### Required work:
From the line containing "81, row 173." down to the last line of the records below, restate each line word for word and leave out the rest.

### Supplied records:
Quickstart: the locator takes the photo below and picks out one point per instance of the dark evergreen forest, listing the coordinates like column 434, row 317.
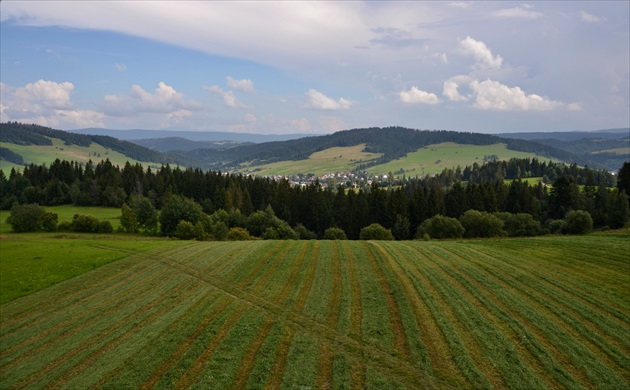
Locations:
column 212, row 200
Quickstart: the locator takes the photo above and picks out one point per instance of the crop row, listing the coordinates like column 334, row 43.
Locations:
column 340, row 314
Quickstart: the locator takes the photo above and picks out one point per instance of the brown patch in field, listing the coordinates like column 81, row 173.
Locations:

### Task answer:
Quickstart: the locator takes the photo above and picks out one point per instance of the brown patch in field, listing the coordinates like column 81, row 173.
Locations:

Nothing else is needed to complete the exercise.